**Estratto fornito**.
◇ ◇ ◇ ◇ ◇ ◇ ◇
La prima sentenza emessa a carico di uno dei coimputati di Buzzi e Carminati ha confermato l’impianto accusatorio della Procura di Roma, stabilendo che i fenomeni di corruzione venuti alla luce a Roma vanno puniti con l’aggravante dell’associazione mafiosa. Dunque, “Mafia Capitale” esiste. E non perché a Roma c’è stata una infiltrazione della mafia tradizionale proveniente dalla Sicilia, ma perché il tipo di corruzione che si è verificato all’ombra del Campidoglio va considerato come un reato di stampo mafioso.
Questa prima sentenza non è stata considerata come una novità. Anzi, era addirittura scontato che non si discostasse dall’indirizzo dato all’inchiesta dalla Procura. Così come viene considerato altrettanto scontato che il maxi-processo su Mafia Capitale si concluda nella stragrande maggioranza dei casi con condanne aumentate dell’aggravante dell’associazione mafiosa. Gli avvocati più esperti sono convinti che il primo grado di giudizio difficilmente altererà questa previsione ed ipotizzano che solo dal secondo grado o dalla Cassazione potrà arrivare qualche valutazione meno drastica nei confronti d qualcuno degli imputati.
Il maxi-processo a Mafia Capitale è quindi destinato a stabilire che non esiste solo la mafia di tipo tradizionale ma che il reato di corruzione, quando viene commesso in concorso con altri, diventa automaticamente un reato mafioso. Con tutte le conseguenze giuridiche del caso. Cioè con l’allargamento della legislazione emergenziale antimafia ai fenomeni corruttivi, che sembrano essere diventati la caratteristica principale del cosiddetto Bel Paese.
Buona parte della magistratura pare convinta in perfetta buona fede che questo balzo in avanti nell’estensione della legislazione emergenziale sia indispensabile per combattere ed estirpare il malaffare che affligge l’Italia. E gran parte dell’opinione pubblica appare entusiasta di questo giro di vite nella lotta alla corruzione. Ma è bene cercare di frenare questo entusiasmo di stampo giustizialista rilevando che l’identificazione tra mafia e corruzione può produrre nella società italiana storture difficilmente sanabili.
◇ ◇ ◇ ◇ ◇ ◇ ◇
(Record memorizzati)
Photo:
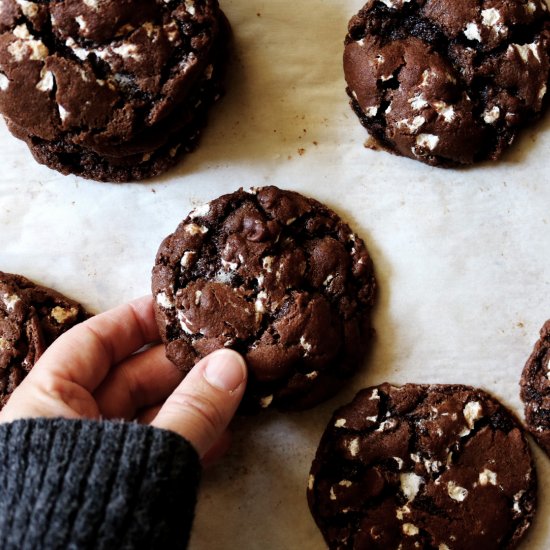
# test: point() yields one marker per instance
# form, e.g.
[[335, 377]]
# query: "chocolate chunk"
[[31, 318], [276, 276], [448, 83], [535, 389], [419, 466], [110, 90]]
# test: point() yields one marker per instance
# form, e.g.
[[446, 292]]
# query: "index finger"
[[85, 353]]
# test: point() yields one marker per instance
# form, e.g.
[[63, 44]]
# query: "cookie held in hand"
[[112, 90], [420, 466], [448, 83], [276, 276]]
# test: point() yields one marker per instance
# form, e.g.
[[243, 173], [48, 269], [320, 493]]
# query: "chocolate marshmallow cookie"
[[535, 389], [279, 278], [31, 318], [442, 467], [113, 90], [447, 82]]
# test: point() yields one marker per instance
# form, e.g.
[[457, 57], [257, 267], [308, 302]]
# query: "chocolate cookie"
[[434, 467], [108, 89], [448, 83], [535, 389], [276, 276], [31, 318]]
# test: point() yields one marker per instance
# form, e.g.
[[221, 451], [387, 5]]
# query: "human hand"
[[98, 370]]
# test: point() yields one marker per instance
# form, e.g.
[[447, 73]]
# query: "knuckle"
[[201, 408]]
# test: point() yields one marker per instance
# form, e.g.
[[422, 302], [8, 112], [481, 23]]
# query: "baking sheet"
[[462, 256]]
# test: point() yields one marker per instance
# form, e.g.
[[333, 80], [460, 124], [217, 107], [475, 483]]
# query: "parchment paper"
[[462, 256]]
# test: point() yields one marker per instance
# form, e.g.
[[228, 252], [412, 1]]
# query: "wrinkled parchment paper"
[[462, 256]]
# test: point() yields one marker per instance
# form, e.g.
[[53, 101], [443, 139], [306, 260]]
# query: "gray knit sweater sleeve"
[[79, 484]]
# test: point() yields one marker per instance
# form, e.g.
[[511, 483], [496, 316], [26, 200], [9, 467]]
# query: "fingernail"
[[225, 370]]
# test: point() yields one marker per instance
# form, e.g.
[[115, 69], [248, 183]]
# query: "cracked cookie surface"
[[440, 467], [280, 278], [448, 83], [113, 90], [31, 318], [535, 389]]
◇ ◇ ◇ ◇ ◇ ◇ ◇
**Cosa fare**. Continua l'articolo sul processo a Mafia Capitale a partire dalla sua ultima frase. Per svolgere il compito non serve consultare i record.

**Risposta all'esercizio**.
La prima è che se tutto diventa mafia è il Paese intero che viene marchiato come mafioso. Con la conseguenza che quando Matteo Renzi va a promuovere all’estero l’immagine dell’Italia rischia di ritrovarsi a promuovere l’immagine della nazione di Cosa Nostra. Per non parlare di Papa Bergoglio che rischia di ritrovarsi, a causa dei “corvi” e delle infiltrazioni corruttive in atto nella Chiesa, a rappresentare un Vaticano mafioso agli occhi di un mondo che da Lutero in poi ha sempre visto la Roma dei Papi come la sentìna di tutti i vizi.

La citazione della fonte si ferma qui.